>> START Selection

Preventing Initial Access
Privileges Down, Control Up
Attack paths shrink once privileges, segments, and management channels are consistently configured.
For Preventing Initial Access, the basics remain the same: less implicit trust and more visibility into anomalous behavior.
This limits not only the chance of incidents, but especially the scope and duration when something goes wrong.
Immediate measures (15 minutes)
Why this matters
The core of Preventing Initial Access is risk reduction in practice. Technical context supports the choice of measures, but implementation and assurance are central.
Defense: how to prevent this
This is the point where we take off our attacker hat and get practical. Because it's fun to find vulnerabilities, but it's more useful to prevent them.
Password policy
- Block commonly used passwords: use a banned password list with seasons, company names, and known patterns
- Longer passwords: enforce a minimum of 14 characters, preferably 20+
- Encourage passphrases:
my dog likes to eat cheeseis better thanP@ssw0rd1! - MFA everywhere: TOTP, FIDO2, or push notifications -- anything is better than just a password
- Account lockout with monitoring: lockout after 5 attempts, but also monitor failed attempts
Patch management
- Jenkins: update regularly, restrict access to
/scriptand/manage - WordPress: automatic updates for plugins and themes
- PHP: upgrade to supported versions, disable
allow_url_include - Office: disable macros for files from the internet (Mark-of-the-Web)

>> END Selection

**Challenge 1**: Reproduce the records from their first line through the line containing "x=476, y=351", including both ends, and omit the pictures from your reply.
The text above and the records that follow originate from separate sources.

>> START Supplied material

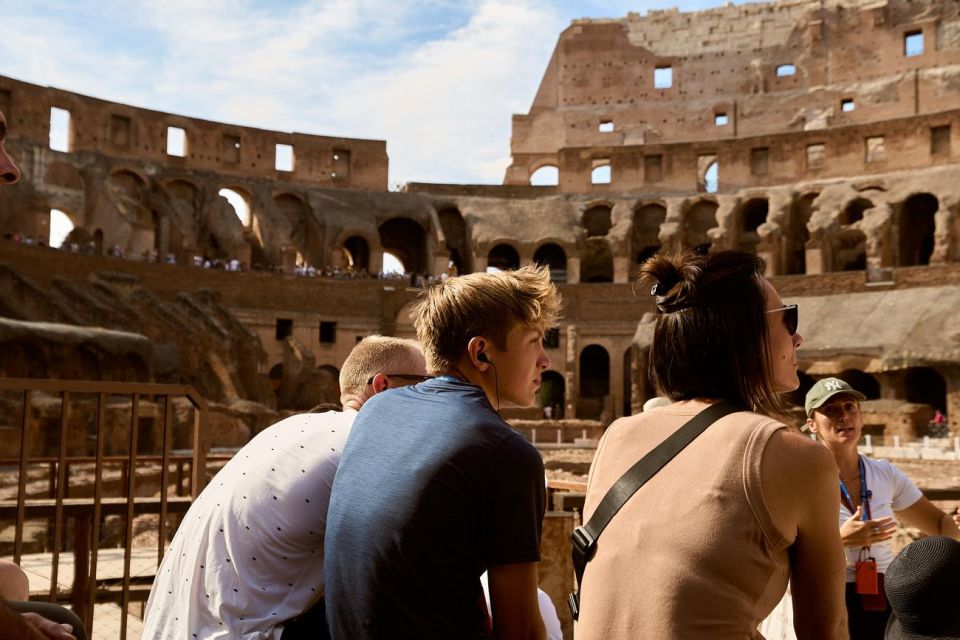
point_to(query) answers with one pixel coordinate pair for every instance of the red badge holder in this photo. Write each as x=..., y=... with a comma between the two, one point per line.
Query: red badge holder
x=870, y=583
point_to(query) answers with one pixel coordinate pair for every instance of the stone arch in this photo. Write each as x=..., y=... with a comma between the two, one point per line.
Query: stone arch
x=915, y=227
x=356, y=251
x=597, y=220
x=63, y=223
x=241, y=202
x=304, y=236
x=797, y=234
x=594, y=381
x=553, y=256
x=502, y=257
x=407, y=240
x=596, y=265
x=456, y=237
x=698, y=219
x=853, y=211
x=752, y=214
x=644, y=239
x=925, y=385
x=862, y=382
x=544, y=175
x=552, y=392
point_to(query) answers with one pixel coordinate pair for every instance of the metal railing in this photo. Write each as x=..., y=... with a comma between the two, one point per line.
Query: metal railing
x=88, y=514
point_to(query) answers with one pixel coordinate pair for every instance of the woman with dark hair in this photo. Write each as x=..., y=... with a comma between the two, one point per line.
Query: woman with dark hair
x=705, y=548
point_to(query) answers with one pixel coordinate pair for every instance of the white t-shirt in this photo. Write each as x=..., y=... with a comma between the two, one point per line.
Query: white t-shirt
x=249, y=552
x=891, y=491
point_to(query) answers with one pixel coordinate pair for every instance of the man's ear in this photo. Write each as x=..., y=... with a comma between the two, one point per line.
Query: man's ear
x=380, y=383
x=476, y=351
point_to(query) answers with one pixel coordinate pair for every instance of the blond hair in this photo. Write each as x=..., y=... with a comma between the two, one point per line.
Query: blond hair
x=452, y=312
x=376, y=354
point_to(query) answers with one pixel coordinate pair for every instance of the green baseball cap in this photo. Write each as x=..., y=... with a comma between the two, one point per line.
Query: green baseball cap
x=825, y=389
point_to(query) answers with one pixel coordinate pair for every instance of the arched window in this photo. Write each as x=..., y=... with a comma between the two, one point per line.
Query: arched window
x=597, y=220
x=552, y=389
x=240, y=204
x=554, y=257
x=596, y=265
x=594, y=381
x=862, y=382
x=60, y=227
x=407, y=241
x=502, y=257
x=545, y=176
x=357, y=253
x=917, y=227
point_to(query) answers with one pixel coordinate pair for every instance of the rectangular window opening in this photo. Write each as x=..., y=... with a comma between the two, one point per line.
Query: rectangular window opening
x=284, y=157
x=940, y=140
x=760, y=161
x=120, y=130
x=341, y=164
x=60, y=133
x=876, y=149
x=176, y=142
x=328, y=332
x=653, y=168
x=284, y=328
x=230, y=148
x=551, y=339
x=913, y=43
x=662, y=77
x=6, y=102
x=601, y=171
x=815, y=155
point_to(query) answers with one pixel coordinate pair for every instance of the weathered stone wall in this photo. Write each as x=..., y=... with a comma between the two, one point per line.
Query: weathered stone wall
x=139, y=135
x=729, y=96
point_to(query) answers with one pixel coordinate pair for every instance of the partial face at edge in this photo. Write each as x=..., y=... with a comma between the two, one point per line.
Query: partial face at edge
x=781, y=346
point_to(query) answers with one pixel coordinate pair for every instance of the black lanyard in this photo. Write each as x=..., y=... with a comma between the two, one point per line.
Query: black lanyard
x=864, y=493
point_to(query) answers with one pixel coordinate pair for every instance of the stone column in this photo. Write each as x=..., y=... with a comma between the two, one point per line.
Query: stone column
x=573, y=270
x=571, y=390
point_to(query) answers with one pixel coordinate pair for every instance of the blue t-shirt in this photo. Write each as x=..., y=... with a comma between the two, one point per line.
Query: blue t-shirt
x=433, y=488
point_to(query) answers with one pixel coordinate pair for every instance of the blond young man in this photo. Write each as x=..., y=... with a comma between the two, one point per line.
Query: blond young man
x=247, y=562
x=434, y=488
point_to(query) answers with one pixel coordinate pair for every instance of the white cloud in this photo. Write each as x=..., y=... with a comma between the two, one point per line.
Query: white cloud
x=437, y=79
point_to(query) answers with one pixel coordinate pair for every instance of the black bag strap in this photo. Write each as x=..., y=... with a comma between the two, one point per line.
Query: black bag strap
x=585, y=536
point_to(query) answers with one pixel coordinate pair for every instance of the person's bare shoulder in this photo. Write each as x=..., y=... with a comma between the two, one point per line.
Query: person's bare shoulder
x=795, y=471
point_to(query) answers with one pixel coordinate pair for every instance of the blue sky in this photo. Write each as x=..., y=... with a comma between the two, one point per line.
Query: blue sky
x=437, y=79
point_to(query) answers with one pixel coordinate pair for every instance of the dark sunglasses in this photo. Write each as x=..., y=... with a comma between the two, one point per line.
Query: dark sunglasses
x=403, y=376
x=791, y=317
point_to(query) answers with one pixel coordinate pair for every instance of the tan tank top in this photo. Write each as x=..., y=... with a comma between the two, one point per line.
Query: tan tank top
x=694, y=553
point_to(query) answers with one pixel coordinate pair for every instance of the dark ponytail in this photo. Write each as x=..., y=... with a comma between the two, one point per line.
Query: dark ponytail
x=710, y=340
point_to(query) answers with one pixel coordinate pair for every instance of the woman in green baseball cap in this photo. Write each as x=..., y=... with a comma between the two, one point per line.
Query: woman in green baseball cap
x=872, y=492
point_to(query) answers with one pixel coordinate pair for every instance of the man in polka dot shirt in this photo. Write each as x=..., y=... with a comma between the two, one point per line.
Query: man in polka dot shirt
x=248, y=557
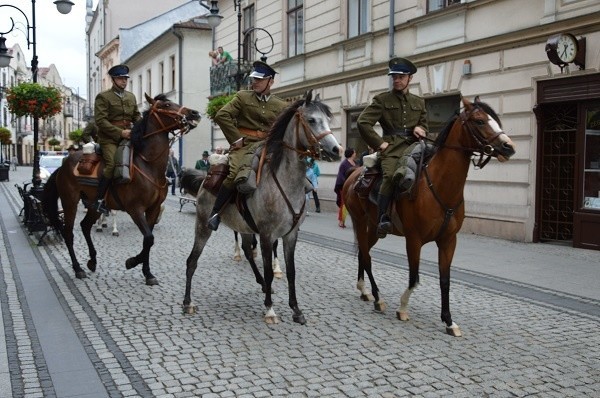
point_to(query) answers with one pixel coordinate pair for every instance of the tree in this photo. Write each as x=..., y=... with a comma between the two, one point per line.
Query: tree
x=76, y=136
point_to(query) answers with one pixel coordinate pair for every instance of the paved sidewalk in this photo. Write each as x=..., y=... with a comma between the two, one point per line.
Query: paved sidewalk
x=62, y=342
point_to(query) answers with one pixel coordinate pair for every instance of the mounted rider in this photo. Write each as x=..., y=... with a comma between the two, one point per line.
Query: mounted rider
x=403, y=119
x=115, y=111
x=245, y=122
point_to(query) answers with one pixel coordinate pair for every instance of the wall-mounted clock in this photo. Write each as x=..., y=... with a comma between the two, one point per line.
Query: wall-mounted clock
x=564, y=48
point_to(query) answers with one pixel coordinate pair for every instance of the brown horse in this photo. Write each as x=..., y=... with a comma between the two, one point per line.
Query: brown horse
x=141, y=198
x=435, y=210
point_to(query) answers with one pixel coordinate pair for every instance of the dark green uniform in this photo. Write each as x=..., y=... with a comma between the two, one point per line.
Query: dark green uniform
x=247, y=110
x=398, y=114
x=114, y=112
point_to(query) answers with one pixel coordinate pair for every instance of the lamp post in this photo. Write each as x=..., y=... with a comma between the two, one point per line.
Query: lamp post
x=64, y=7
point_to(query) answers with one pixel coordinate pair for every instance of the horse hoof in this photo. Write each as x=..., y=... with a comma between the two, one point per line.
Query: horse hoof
x=366, y=297
x=380, y=306
x=272, y=320
x=151, y=281
x=189, y=309
x=299, y=319
x=402, y=315
x=453, y=330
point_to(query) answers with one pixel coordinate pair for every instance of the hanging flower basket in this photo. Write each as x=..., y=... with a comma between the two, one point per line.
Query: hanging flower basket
x=33, y=99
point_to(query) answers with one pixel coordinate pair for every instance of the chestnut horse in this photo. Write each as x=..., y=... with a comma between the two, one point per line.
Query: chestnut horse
x=141, y=198
x=435, y=210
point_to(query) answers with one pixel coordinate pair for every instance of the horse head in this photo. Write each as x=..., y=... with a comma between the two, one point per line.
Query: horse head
x=486, y=136
x=313, y=119
x=172, y=116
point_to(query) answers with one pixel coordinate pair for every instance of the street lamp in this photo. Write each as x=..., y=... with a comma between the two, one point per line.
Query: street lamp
x=64, y=7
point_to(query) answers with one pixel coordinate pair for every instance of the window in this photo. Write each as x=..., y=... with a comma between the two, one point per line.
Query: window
x=172, y=66
x=295, y=15
x=149, y=82
x=434, y=5
x=358, y=17
x=249, y=50
x=161, y=76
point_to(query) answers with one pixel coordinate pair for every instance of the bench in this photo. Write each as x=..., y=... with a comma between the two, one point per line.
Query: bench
x=184, y=200
x=35, y=219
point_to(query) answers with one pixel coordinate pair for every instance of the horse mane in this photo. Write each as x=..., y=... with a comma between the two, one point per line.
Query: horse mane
x=441, y=138
x=139, y=127
x=275, y=138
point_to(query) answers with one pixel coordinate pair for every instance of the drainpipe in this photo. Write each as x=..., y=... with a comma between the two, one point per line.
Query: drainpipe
x=180, y=88
x=391, y=35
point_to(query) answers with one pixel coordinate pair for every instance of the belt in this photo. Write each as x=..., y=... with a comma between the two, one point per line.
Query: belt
x=253, y=133
x=399, y=132
x=121, y=123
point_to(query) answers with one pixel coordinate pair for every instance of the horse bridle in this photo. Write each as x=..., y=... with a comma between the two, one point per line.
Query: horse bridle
x=179, y=123
x=313, y=150
x=485, y=149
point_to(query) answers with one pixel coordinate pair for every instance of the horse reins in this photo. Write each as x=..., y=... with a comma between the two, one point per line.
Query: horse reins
x=179, y=123
x=485, y=149
x=312, y=151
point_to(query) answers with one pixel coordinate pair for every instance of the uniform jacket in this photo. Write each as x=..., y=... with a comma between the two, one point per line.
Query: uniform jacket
x=394, y=111
x=110, y=108
x=246, y=110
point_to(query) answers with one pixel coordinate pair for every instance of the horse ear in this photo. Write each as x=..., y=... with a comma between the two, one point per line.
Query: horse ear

>> END Supplied material

**Challenge 2**: Condense the paragraph of the page on preventing initial access that begins "The core of Preventing Initial Access" into a shorter form while keeping its main points.

**Written solution 1**:
point_to(query) answers with one pixel coordinate pair for every instance of the red badge holder in this photo. Write each as x=..., y=... with a comma between the two, one point per line.
Query: red badge holder
x=870, y=583
point_to(query) answers with one pixel coordinate pair for every instance of the stone arch in this photo. Write each as x=..., y=... with a comma between the two, one point per line.
Query: stone arch
x=915, y=227
x=356, y=251
x=597, y=220
x=63, y=223
x=241, y=202
x=304, y=236
x=797, y=234
x=594, y=381
x=553, y=256
x=502, y=257
x=407, y=240
x=596, y=265
x=456, y=237
x=698, y=219
x=853, y=211
x=752, y=214
x=644, y=239
x=925, y=385
x=862, y=382
x=544, y=175
x=552, y=392
point_to(query) answers with one pixel coordinate pair for every instance of the metal railing in this photo. Write each as x=..., y=... with a comma between the two, one point per line.
Query: metal railing
x=88, y=514
point_to(query) answers with one pixel coordinate pair for every instance of the woman with dark hair in this photo. Write each as x=..., y=... with a comma between the two, one point per line.
Query: woman with dark hair
x=705, y=548
point_to(query) answers with one pixel coordinate pair for every instance of the white t-shirt in this photo. Write each as x=..., y=... with a comma between the two, one point per line.
Query: white t-shirt
x=249, y=552
x=891, y=491
point_to(query) answers with one pixel coordinate pair for every instance of the man's ear in this photo. Write each as x=..., y=... with a comma between the two, one point per line.
Query: man's ear
x=380, y=383
x=476, y=351

**Written solution 2**: Preventing Initial Access centers on practical risk reduction; technical context informs the choice of measures, but implementation and assurance are the priority.